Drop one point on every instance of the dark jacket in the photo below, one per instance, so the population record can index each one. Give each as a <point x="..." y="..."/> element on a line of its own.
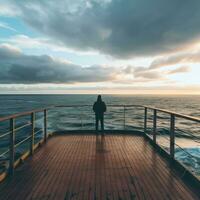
<point x="99" y="107"/>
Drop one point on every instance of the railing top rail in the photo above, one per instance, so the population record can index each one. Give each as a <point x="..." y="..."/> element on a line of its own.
<point x="188" y="117"/>
<point x="21" y="114"/>
<point x="90" y="105"/>
<point x="196" y="119"/>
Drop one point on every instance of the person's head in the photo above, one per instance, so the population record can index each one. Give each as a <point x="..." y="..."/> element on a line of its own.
<point x="99" y="98"/>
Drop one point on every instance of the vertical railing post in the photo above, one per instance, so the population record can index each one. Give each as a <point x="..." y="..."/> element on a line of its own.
<point x="124" y="118"/>
<point x="172" y="135"/>
<point x="32" y="133"/>
<point x="45" y="125"/>
<point x="12" y="146"/>
<point x="145" y="119"/>
<point x="81" y="119"/>
<point x="154" y="125"/>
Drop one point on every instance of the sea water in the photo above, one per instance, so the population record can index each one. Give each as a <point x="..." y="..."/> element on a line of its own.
<point x="72" y="118"/>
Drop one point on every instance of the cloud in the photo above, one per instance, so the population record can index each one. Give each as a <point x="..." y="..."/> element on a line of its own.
<point x="180" y="58"/>
<point x="119" y="28"/>
<point x="6" y="26"/>
<point x="182" y="69"/>
<point x="18" y="68"/>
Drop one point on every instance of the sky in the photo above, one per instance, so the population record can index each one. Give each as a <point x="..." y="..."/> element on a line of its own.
<point x="100" y="46"/>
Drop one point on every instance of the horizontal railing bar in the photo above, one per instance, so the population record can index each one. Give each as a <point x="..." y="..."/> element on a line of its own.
<point x="4" y="153"/>
<point x="5" y="134"/>
<point x="38" y="131"/>
<point x="21" y="142"/>
<point x="23" y="126"/>
<point x="196" y="119"/>
<point x="185" y="151"/>
<point x="22" y="114"/>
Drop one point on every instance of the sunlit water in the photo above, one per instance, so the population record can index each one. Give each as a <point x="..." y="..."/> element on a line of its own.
<point x="187" y="133"/>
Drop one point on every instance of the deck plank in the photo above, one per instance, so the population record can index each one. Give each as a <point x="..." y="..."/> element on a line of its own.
<point x="91" y="167"/>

☆ ☆ ☆ ☆

[WHAT YOU WILL DO] Put all the entries above into a two-column CSV with the headers instruction and answer, one row per entry: its wording under instruction and its answer under answer, each in a single quoted field with line breaks replaced by spaces. Leave the pictures out.

[RESULT OF THIS TASK]
instruction,answer
"Drop one point on every instance of the dark jacket in the photo below, one per instance, so the population record can index each one. Give each as a <point x=""..."" y=""...""/> element on a line of its own.","<point x=""99"" y=""107""/>"
"Drop one point on every instance of the railing top rail in the photo above, one per instance, so the population record can index each one. Give each as a <point x=""..."" y=""...""/> element on a line of its own.","<point x=""188"" y=""117""/> <point x=""21"" y=""114""/> <point x=""90"" y=""105""/> <point x=""196"" y=""119""/>"
"Drop one point on every instance of the person's head in the photo above, one per instance, so the population record can index each one. Give each as a <point x=""..."" y=""...""/> element on a line of its own.","<point x=""99"" y=""98""/>"
"Drop one point on every instance of the vertical railing post in the photo above, one per instance, so the population record can index each one. Give each as a <point x=""..."" y=""...""/> element on a line of its own.","<point x=""124"" y=""118""/> <point x=""172"" y=""135""/> <point x=""32"" y=""133""/> <point x=""45"" y=""125""/> <point x=""12"" y=""146""/> <point x=""145"" y=""119""/> <point x=""81"" y=""119""/> <point x=""154"" y=""125""/>"
"Drop one point on every instance of the sea water in the photo above, one per instance, so the population record can index each one. Give each as a <point x=""..."" y=""...""/> element on a line of its own.","<point x=""72"" y=""118""/>"
"Drop one point on every instance of the cloud in the photo above, one per instance, so the population record can index each one. Give each as a <point x=""..."" y=""...""/> element on a line of its own.","<point x=""180"" y=""58""/> <point x=""119"" y=""28""/> <point x=""6"" y=""26""/> <point x=""182"" y=""69""/> <point x=""18"" y=""68""/>"
"Drop one point on every instance of the sky in the photo above, one per instance, so the population record can index each one. Give each as a <point x=""..."" y=""...""/> element on a line of its own.","<point x=""100"" y=""46""/>"
"Drop one point on every instance of the horizontal railing bar in the photo above, one per instance, so the population record can index each one. Give each as a <point x=""..."" y=""...""/> element on a line of its own.","<point x=""4"" y=""153""/> <point x=""5"" y=""134""/> <point x=""38"" y=""131""/> <point x=""21"" y=""142""/> <point x=""23"" y=""126""/> <point x=""196"" y=""119""/> <point x=""185"" y=""151""/> <point x=""22"" y=""114""/>"
"Drop one point on every instance of the sunlit water in the photo above, one per instance, so the population record can index each one. Give each as a <point x=""..."" y=""...""/> element on a line of its own.","<point x=""187"" y=""133""/>"
"Drop one point on every instance of the deck plank in the photo above, one per instance, so the population record can index each one. Give each as a <point x=""..."" y=""...""/> element on a line of its own.","<point x=""91"" y=""167""/>"